(Saved entries)
────────────────

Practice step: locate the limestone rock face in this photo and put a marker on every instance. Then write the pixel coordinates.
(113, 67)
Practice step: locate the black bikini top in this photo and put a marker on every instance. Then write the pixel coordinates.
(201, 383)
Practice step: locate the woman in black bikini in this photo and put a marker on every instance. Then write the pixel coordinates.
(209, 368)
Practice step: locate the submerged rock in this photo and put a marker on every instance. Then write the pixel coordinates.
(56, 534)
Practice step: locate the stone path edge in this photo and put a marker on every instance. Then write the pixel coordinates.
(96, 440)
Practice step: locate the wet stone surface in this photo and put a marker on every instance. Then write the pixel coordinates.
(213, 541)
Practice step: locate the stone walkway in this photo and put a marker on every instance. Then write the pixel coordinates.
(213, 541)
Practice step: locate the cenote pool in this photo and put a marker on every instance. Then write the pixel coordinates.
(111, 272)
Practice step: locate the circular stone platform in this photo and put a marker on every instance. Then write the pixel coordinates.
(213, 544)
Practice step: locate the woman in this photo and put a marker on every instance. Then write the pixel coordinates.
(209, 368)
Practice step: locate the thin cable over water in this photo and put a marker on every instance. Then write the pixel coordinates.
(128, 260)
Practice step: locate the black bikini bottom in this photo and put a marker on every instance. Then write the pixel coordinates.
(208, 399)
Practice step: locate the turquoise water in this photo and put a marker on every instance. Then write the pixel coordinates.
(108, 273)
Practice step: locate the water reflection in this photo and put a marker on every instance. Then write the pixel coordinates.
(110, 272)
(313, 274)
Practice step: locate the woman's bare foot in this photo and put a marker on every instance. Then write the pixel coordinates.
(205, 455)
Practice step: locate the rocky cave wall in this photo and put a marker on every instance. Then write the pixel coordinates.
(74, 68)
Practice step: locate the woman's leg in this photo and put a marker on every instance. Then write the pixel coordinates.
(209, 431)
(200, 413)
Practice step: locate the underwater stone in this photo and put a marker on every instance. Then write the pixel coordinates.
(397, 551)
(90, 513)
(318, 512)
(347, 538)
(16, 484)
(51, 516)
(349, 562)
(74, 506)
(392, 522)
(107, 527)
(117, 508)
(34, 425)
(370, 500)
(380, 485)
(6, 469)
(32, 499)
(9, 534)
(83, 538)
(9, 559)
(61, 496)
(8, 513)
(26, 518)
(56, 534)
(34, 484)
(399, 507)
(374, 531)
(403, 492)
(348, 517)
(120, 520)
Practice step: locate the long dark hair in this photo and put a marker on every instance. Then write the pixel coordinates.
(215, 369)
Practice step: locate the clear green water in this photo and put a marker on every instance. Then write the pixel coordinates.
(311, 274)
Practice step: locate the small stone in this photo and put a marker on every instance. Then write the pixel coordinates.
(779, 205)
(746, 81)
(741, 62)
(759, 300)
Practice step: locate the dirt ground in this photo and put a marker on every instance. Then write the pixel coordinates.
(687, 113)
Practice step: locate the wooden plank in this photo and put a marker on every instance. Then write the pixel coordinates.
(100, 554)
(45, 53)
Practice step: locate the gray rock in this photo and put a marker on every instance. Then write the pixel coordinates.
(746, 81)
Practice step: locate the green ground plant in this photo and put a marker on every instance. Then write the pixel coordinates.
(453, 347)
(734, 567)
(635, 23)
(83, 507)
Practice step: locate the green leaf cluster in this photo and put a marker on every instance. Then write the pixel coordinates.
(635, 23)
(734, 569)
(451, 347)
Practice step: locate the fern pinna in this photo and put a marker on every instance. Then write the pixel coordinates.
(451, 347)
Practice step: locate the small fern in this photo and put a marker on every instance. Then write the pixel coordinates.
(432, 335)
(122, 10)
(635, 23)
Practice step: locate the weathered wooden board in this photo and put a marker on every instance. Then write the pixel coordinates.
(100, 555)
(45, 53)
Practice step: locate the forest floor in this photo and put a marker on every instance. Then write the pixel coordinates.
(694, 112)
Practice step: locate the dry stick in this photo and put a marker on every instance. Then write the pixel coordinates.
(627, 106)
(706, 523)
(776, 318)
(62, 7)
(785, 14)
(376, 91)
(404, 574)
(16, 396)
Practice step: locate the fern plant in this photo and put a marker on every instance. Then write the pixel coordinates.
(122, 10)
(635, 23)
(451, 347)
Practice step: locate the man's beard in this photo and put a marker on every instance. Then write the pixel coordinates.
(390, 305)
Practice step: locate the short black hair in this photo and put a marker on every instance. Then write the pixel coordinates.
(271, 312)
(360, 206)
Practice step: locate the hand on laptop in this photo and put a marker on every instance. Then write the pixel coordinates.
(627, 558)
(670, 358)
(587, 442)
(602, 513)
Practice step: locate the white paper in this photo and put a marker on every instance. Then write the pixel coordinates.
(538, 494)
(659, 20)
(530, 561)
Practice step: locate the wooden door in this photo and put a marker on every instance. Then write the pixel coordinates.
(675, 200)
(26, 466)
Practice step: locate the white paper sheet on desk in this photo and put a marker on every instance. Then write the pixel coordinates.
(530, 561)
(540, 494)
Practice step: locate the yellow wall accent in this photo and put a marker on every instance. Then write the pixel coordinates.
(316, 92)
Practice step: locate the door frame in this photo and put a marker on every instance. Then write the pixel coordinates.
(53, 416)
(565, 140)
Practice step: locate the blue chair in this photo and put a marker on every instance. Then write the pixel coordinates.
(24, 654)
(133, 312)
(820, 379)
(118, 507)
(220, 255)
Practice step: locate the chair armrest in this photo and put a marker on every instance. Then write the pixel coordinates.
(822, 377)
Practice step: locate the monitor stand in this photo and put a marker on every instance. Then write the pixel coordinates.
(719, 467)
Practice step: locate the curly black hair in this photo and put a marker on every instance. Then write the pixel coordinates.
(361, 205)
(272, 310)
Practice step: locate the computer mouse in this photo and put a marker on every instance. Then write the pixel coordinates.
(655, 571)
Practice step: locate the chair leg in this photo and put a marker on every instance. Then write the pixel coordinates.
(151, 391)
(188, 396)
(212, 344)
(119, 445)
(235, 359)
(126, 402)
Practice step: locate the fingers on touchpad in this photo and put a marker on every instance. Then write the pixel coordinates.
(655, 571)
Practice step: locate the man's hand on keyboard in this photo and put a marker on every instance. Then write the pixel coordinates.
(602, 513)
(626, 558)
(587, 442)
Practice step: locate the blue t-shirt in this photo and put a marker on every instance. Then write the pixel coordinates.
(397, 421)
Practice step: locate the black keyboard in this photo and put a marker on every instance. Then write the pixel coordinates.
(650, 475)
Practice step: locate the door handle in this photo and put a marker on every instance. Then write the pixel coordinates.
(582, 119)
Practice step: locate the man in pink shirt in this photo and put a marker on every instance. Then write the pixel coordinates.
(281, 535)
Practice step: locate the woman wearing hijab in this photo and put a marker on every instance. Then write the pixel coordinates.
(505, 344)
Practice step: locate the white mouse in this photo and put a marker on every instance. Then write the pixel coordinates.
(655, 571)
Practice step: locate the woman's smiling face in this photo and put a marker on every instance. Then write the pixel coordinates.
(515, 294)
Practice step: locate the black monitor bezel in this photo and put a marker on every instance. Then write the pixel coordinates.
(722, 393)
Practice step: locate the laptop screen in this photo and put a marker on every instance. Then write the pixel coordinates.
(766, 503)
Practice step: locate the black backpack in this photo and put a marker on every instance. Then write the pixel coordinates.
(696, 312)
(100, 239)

────────────────

• [EXERCISE DETAILS]
Write out the entries above once more, without altering anything.

• [EXPECTED OUTPUT]
Practice step: locate the limestone rock face in this photo and put a marker on every instance. Then write the pixel coordinates.
(113, 67)
Practice step: locate the black bikini top in this photo and put a marker on every instance. Then write the pixel coordinates.
(201, 383)
Practice step: locate the woman in black bikini in this photo and put a marker on every instance. Then write the pixel coordinates.
(209, 368)
Practice step: locate the submerged rock in this photo and put a marker on every instance. Then write the pixel coordinates.
(56, 534)
Practice step: locate the stone path edge in this photo and put a marker on every instance. Then write the pixel coordinates.
(96, 440)
Practice step: locate the wet stone surface in this photo and put a marker on every instance. Then write the pixel coordinates.
(213, 541)
Practice step: locate the stone walkway in this photo and put a marker on every instance. Then write the pixel coordinates.
(213, 541)
Practice step: locate the cenote pool in this photo and put a marker on every instance. Then write the pixel coordinates.
(111, 272)
Practice step: locate the circular stone platform in this photo and put a marker on every instance. Then write the pixel coordinates.
(213, 544)
Practice step: locate the woman in this photo and put a marker on every instance. Then write the pixel coordinates.
(209, 368)
Practice step: locate the thin cable over water in this photo and put a marker on every instance. Then write the pixel coordinates.
(128, 260)
Practice step: locate the black bikini bottom in this photo and put a marker on every instance. Then write the pixel coordinates.
(208, 399)
Practice step: locate the turquoise water in this photo and put a marker on every instance. Then write the pixel coordinates.
(108, 273)
Practice step: locate the water reflection in this photo and put a marker on every instance. Then write the pixel coordinates.
(110, 272)
(313, 274)
Practice step: locate the woman's bare foot in this photo and put a marker on every instance. Then write the pixel coordinates.
(205, 455)
Practice step: locate the rocky cave wall in this photo and put a marker on every instance. Then write the pixel coordinates.
(74, 68)
Practice step: locate the woman's leg in this photo and put a marker on every instance. Then write the pixel coordinates.
(209, 431)
(200, 413)
Practice step: locate the underwater stone in this photo and put a marker on every instance. Then write the pixel coordinates.
(397, 551)
(90, 513)
(318, 512)
(347, 538)
(16, 484)
(51, 516)
(349, 562)
(74, 506)
(392, 522)
(107, 527)
(117, 508)
(34, 425)
(370, 500)
(380, 485)
(6, 469)
(32, 499)
(9, 534)
(83, 538)
(9, 559)
(61, 496)
(8, 513)
(26, 518)
(56, 534)
(34, 484)
(399, 507)
(374, 531)
(403, 492)
(348, 517)
(120, 520)
Practice step: locate the long dark hair in this photo and put a marker on every instance. Then write the pixel coordinates.
(215, 369)
Practice step: locate the clear green water in this photo and put a marker on every instance. Then write the pixel coordinates.
(311, 274)
Practice step: locate the small stone in this photo and put a marker on every instance. Then write the pixel coordinates.
(779, 205)
(746, 81)
(741, 62)
(759, 300)
Practice step: locate the dirt ground in this photo and put a marker on every instance. Then write the pixel coordinates.
(687, 113)
Practice step: locate the wooden plank in this photo and put a marker on every instance. Then write the pixel coordinates.
(100, 554)
(45, 53)
Practice step: locate the gray rock in this photo and put a marker on every instance. Then write the pixel coordinates.
(746, 81)
Practice step: locate the green ground plant in this photo and put a marker on every instance. Then write the pixel coordinates.
(453, 347)
(734, 567)
(635, 23)
(83, 507)
Practice step: locate the green leaf cluster in this photo and put a marker on every instance. Then write the pixel coordinates.
(635, 23)
(734, 569)
(451, 347)
Practice step: locate the fern pinna in this photo and put a marker on every instance. Then write the pixel coordinates.
(451, 347)
Practice step: locate the small fern in this photo and put a marker on every instance. Then write the pixel coordinates.
(432, 335)
(122, 10)
(635, 23)
Practice step: locate the weathered wooden board in this photo and put a marker on every instance. Then write the pixel coordinates.
(100, 555)
(45, 53)
Practice step: locate the forest floor in this photo and put a marker on every instance. Then write the pixel coordinates.
(694, 112)
Practice step: locate the dry stick in this photo and put a marker on every instance. Then write the pixel coordinates.
(627, 106)
(706, 523)
(776, 318)
(62, 7)
(785, 14)
(376, 91)
(404, 574)
(16, 396)
Practice step: locate the fern plant in this photo and put a marker on every instance. Then write the pixel coordinates.
(122, 10)
(635, 23)
(451, 347)
Practice step: locate the man's beard in this photo and put a marker on every instance. Then write the pixel coordinates.
(390, 305)
Practice step: locate the short black hair in this photo and put a marker on every instance. Then write the pixel coordinates.
(271, 312)
(360, 206)
Practice step: locate the hand on laptop in this photo and put a marker on every instance. Then write the pixel coordinates.
(627, 558)
(670, 358)
(587, 442)
(602, 513)
Practice step: locate the white paper in this photo and put a marker on every instance. Then write the pixel coordinates.
(538, 494)
(659, 20)
(530, 561)
Practice step: locate the wooden door in this photo and put a marker on every instance. Then write the pixel coordinates.
(675, 200)
(26, 466)
Practice step: locate the white paper sheet on desk in this photo and put a marker on every instance. Then write the pixel coordinates.
(530, 561)
(540, 494)
Practice step: locate the yellow wall accent in this photo and put a marker on every instance. Then write the pixel coordinates.
(316, 92)
Practice step: locate the door frame in this photo and put a marker on every instance. Then write the pixel coordinates.
(53, 416)
(565, 140)
Practice step: locate the blue chair in this photo and put a marker on every instance. Then write the pixel coordinates.
(24, 654)
(133, 312)
(820, 379)
(118, 507)
(220, 255)
Practice step: locate the chair armrest in this photo and put a marker on every instance. Then write the pixel coordinates.
(822, 377)
Practice step: locate the monitor stand in this photo and put a marker on every instance. Then write the pixel coordinates.
(719, 467)
Practice step: locate the curly black hair in this photo and put a marker on every instance. Then write the pixel coordinates.
(361, 205)
(272, 310)
Practice step: locate the computer mouse in this photo and put a marker on every instance. Then write the pixel coordinates.
(655, 571)
Practice step: locate the chair leg in this photo and put a marker on every instance. Then write the pixel coordinates.
(151, 391)
(188, 396)
(212, 344)
(119, 445)
(235, 359)
(126, 402)
Practice step: locate the fingers on touchpad in this photo and put a marker on every instance. Then write the pixel coordinates.
(655, 571)
Practice step: locate the man's hand on keyboard in this photo and put a marker on every instance. Then write the pixel coordinates.
(602, 513)
(626, 558)
(587, 442)
Practice step: locate the blue t-shirt in this photo and put a marker on every instance. Then write the pixel coordinates.
(397, 421)
Practice step: locate the black keyboard in this photo and put a marker on every instance. Then write the pixel coordinates.
(650, 475)
Practice step: locate the door handle in this photo and put a marker on every instance. Then write the pixel coordinates.
(582, 119)
Practice step: locate the man in pink shirt in this photo and put a marker on every instance. Then write the pixel coordinates.
(281, 535)
Practice step: locate the woman wearing hijab in this photo and put a marker on every instance. Then write the pixel coordinates.
(505, 344)
Practice step: locate the white mouse in this photo and put a marker on every instance. Then write the pixel coordinates.
(655, 571)
Practice step: locate the woman's smiling face in this photo and put a marker on every instance. Then write the pixel coordinates.
(515, 294)
Practice step: locate the black monitor bezel in this photo and put a marker on every instance. Then write the pixel coordinates.
(722, 393)
Practice step: locate the laptop screen in this photo and put a marker on every instance. Then write the pixel coordinates.
(766, 503)
Practice step: locate the black backpack in this photo and put a marker on every instance. Then write the pixel coordinates.
(696, 312)
(100, 239)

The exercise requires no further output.